Extracted data entries:
- - -

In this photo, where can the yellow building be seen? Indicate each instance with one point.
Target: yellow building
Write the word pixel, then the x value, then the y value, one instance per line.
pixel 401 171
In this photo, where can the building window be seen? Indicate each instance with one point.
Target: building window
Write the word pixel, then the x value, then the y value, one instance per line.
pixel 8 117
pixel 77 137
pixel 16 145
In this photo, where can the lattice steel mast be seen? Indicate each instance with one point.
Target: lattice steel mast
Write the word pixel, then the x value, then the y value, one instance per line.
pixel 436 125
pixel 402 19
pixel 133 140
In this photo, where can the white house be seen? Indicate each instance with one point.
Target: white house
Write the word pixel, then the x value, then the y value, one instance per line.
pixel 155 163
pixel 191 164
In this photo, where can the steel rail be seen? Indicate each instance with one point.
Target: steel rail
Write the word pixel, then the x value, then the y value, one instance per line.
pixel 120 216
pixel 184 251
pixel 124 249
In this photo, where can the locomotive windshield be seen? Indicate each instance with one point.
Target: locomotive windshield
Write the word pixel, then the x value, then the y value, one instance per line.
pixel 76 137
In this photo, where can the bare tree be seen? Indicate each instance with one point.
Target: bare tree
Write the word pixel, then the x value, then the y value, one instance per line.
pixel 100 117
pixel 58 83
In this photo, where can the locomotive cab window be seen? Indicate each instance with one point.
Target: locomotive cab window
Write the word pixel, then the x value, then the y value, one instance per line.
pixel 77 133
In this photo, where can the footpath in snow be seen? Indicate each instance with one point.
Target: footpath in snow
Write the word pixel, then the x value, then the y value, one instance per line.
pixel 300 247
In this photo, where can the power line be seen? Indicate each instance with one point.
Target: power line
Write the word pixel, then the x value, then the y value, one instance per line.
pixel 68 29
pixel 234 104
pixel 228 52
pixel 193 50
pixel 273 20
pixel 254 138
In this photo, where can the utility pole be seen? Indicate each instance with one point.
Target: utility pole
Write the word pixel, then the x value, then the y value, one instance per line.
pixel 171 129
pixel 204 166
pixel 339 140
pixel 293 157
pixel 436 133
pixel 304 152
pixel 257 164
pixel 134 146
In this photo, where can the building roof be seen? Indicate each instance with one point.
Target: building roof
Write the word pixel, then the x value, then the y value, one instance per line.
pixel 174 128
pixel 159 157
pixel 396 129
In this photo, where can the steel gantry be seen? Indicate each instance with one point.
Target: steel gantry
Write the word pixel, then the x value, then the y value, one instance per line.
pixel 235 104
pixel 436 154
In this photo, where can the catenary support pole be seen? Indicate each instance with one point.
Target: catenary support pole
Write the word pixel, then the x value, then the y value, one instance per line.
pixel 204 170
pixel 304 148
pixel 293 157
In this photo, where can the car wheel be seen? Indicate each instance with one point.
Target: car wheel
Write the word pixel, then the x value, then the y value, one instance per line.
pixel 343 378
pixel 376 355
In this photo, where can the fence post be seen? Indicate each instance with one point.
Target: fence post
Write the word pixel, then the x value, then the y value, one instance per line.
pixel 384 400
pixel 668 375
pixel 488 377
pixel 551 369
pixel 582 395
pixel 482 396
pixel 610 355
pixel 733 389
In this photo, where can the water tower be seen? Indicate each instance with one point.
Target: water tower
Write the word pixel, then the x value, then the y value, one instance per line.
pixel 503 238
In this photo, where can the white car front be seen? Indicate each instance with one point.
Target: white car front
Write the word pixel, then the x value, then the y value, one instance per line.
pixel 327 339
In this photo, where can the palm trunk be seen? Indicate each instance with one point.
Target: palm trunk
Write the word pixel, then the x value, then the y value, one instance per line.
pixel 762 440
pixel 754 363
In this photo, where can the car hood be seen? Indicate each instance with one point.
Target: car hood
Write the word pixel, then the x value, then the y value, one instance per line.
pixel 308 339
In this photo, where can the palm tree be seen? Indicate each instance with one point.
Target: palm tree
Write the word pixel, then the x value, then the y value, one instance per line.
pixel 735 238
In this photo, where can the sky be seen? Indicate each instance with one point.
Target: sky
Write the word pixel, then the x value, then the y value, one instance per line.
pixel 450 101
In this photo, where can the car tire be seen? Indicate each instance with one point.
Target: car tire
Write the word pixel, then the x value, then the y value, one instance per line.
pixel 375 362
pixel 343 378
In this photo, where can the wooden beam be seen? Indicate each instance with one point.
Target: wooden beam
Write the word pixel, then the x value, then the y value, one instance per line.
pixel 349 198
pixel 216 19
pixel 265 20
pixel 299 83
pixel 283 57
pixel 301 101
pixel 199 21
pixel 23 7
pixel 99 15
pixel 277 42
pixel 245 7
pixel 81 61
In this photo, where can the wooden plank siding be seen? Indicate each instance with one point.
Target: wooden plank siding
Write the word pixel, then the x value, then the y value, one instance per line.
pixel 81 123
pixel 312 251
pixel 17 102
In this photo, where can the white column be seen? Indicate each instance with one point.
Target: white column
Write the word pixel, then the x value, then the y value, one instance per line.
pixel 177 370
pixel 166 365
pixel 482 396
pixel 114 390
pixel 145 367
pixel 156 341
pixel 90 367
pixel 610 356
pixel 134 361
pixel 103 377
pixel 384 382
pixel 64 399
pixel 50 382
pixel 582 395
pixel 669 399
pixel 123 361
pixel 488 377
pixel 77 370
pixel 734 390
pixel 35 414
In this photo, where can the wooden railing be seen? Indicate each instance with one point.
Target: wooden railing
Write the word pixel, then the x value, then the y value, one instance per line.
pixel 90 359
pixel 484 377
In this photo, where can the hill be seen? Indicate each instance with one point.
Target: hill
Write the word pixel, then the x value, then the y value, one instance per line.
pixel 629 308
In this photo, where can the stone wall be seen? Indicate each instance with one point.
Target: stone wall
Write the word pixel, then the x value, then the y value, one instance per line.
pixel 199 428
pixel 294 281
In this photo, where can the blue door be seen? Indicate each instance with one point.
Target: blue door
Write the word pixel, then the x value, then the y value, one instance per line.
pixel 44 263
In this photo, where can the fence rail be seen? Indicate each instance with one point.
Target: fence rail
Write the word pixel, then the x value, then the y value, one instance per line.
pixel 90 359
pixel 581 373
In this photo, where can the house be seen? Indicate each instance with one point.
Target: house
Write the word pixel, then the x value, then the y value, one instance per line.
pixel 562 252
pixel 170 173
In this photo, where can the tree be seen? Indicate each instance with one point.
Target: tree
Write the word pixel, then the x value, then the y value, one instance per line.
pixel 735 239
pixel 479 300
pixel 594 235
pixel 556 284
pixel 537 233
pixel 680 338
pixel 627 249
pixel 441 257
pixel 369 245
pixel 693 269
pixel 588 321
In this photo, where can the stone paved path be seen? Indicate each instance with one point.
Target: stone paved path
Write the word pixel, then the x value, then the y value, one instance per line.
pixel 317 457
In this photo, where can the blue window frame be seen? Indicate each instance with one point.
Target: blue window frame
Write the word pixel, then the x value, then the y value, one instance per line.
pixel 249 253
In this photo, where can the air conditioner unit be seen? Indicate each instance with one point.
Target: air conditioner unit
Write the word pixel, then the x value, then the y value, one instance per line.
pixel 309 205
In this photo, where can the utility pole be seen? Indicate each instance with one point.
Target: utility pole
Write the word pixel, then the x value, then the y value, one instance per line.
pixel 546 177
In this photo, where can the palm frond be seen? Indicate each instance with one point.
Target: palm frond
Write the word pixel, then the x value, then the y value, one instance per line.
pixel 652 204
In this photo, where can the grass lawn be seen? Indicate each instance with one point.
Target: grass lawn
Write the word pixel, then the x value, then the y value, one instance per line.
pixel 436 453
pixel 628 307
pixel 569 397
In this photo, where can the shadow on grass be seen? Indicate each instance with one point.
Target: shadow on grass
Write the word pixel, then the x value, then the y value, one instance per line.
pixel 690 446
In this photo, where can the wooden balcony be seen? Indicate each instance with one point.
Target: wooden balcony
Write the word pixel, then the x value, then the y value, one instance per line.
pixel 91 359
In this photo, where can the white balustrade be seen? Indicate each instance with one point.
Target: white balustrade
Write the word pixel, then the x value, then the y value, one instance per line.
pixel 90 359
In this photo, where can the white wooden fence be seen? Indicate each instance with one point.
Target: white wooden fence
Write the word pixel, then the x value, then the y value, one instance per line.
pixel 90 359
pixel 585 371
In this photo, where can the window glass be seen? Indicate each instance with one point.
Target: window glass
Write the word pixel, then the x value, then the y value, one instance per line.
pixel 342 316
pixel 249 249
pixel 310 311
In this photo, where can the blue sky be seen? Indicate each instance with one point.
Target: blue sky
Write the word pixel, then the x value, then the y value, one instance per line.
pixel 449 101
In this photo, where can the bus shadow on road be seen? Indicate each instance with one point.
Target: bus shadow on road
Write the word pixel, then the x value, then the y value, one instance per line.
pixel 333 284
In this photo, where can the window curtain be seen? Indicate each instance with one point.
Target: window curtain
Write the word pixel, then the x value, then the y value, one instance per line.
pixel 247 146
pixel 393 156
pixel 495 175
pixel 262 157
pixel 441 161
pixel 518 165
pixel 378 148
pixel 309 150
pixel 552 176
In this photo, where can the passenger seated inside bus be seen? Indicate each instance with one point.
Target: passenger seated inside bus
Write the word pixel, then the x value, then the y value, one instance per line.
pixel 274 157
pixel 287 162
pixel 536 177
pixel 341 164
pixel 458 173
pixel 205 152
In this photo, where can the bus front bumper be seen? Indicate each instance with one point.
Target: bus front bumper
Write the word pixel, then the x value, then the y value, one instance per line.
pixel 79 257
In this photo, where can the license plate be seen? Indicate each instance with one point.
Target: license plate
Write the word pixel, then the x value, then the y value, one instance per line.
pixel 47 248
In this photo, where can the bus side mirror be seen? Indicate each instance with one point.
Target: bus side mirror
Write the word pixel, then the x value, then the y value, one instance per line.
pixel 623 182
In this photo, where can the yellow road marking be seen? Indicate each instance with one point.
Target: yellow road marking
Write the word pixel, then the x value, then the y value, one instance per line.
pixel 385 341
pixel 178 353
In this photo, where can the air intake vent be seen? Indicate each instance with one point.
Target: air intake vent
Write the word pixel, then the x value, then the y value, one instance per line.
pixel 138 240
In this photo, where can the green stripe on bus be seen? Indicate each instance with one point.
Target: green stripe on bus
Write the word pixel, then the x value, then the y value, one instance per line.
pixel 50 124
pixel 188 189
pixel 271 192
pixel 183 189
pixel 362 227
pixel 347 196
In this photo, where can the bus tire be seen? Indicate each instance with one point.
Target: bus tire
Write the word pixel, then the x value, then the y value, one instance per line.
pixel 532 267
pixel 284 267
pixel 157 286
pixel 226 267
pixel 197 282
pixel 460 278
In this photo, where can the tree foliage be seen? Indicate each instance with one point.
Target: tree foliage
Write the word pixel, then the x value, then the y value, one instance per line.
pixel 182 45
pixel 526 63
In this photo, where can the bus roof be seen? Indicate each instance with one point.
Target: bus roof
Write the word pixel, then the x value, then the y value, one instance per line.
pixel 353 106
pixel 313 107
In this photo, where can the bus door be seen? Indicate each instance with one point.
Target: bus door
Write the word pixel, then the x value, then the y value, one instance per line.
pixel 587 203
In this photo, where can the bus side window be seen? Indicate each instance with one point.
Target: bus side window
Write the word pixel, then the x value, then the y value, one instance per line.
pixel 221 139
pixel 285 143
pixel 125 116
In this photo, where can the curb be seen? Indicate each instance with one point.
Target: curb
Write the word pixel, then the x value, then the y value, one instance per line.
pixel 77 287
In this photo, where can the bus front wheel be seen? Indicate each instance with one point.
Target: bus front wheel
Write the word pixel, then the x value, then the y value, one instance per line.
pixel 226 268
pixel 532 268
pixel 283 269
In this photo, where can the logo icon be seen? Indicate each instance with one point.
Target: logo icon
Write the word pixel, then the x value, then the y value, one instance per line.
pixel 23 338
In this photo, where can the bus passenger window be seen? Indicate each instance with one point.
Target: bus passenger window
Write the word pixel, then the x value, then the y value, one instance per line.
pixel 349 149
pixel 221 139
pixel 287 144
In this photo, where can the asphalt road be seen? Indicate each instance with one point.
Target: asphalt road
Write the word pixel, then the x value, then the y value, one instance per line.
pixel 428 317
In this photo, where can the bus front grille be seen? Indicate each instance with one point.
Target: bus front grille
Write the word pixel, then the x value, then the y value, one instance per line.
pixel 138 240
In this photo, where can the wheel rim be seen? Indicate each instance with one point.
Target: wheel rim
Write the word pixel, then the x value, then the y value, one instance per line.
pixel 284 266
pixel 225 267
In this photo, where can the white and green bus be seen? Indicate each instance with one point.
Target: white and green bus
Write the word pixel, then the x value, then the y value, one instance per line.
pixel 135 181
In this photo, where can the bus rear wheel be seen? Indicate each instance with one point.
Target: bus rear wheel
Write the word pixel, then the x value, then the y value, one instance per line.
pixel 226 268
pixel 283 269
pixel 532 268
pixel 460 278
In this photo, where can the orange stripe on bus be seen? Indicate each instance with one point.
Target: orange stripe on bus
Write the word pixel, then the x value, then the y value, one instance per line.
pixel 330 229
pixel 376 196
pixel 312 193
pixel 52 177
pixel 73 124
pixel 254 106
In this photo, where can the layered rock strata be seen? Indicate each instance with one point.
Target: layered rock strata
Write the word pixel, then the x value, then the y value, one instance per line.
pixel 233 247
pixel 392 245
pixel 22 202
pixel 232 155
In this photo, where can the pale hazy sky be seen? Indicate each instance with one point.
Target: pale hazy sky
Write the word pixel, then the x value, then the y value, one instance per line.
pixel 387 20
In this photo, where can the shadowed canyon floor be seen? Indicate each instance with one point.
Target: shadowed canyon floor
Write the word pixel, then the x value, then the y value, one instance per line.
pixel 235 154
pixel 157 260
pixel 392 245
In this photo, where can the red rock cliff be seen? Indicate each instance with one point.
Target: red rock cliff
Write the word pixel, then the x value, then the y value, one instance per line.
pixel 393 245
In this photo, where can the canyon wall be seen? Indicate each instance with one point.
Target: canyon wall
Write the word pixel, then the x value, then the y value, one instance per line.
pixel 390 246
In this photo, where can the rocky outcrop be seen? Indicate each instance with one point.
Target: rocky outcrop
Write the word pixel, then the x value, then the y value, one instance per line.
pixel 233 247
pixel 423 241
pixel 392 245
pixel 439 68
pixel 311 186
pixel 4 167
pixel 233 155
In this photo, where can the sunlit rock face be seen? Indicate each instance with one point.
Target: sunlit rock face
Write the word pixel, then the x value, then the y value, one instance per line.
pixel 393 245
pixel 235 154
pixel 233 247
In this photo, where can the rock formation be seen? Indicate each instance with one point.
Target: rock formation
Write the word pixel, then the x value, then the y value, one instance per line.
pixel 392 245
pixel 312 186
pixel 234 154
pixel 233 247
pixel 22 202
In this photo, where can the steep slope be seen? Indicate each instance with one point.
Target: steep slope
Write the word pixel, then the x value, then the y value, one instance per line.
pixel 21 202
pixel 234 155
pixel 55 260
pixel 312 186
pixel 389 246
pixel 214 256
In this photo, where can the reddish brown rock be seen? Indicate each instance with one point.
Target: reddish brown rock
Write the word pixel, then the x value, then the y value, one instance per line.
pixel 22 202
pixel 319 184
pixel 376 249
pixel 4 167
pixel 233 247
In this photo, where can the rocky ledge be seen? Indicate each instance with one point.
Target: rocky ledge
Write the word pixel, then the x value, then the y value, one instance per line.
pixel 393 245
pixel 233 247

- - -

* **Directive**: Switch "palm tree" to "coconut palm" in the records, starting at the line that has "In this photo, where can the palm tree" and stopping after the line that has "pixel 450 101". Return only those lines, with every other word left as it stands.

* **Solution to this exercise**:
In this photo, where can the coconut palm be seen? Indicate each instance with one point.
Target: coconut palm
Write the word pixel, then the x value, then the y value, one instance per line.
pixel 735 238
In this photo, where can the sky be seen? Indicate each instance with one point.
Target: sky
Write the word pixel, then the x value, then the y value, one instance per line.
pixel 450 101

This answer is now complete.